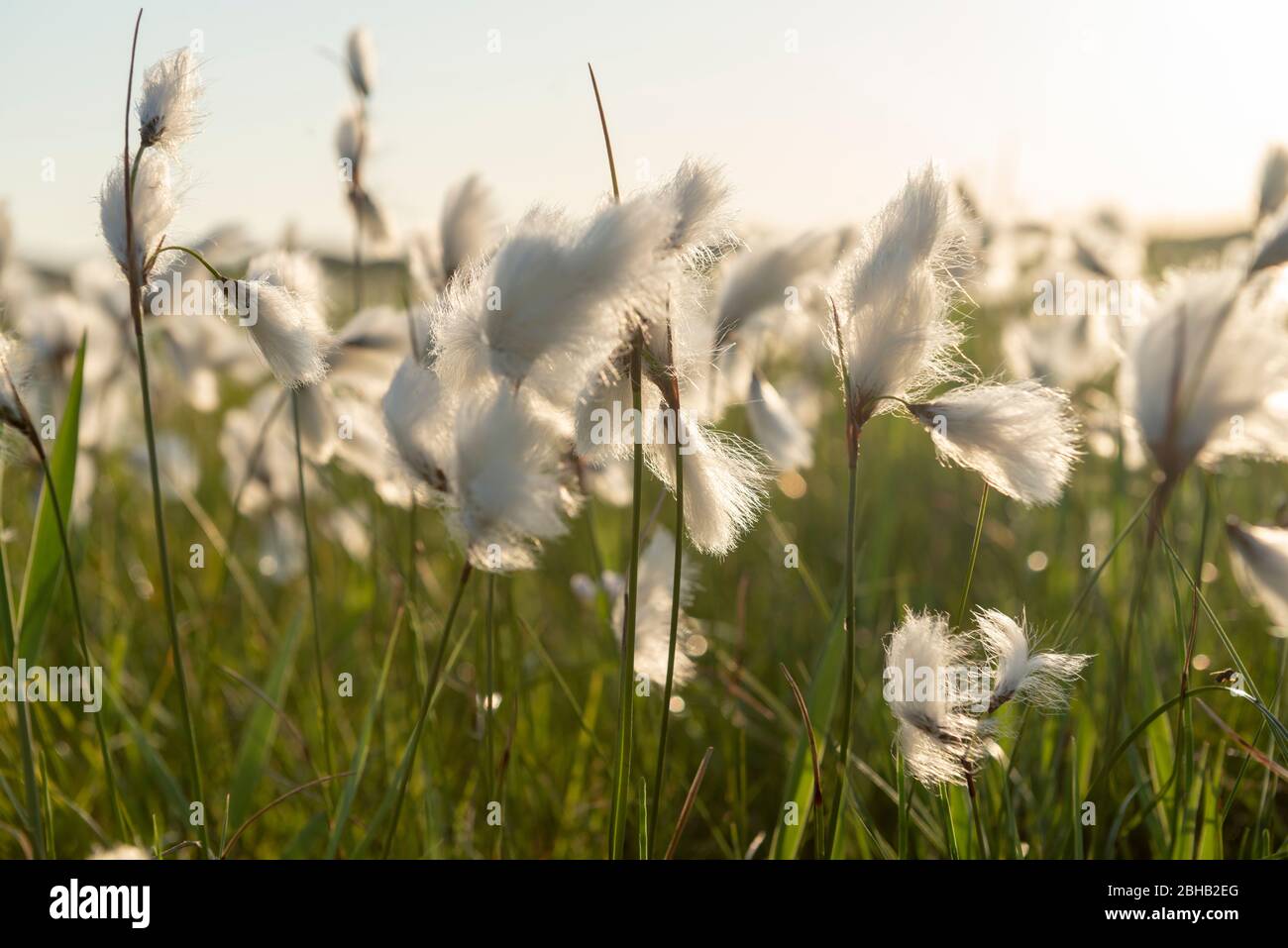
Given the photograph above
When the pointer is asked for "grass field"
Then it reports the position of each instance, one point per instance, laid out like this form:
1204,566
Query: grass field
1127,771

# EXERCISE PROMPT
Reproduce every line of the entries above word for word, leaving out the pictures.

# RESULT OF THE EXERCISE
Given the photograph above
When the pointer is asked for "grass field"
Then it reports the position of each instance, one point per instance, laid out like this form:
1204,566
Query: grass field
1127,771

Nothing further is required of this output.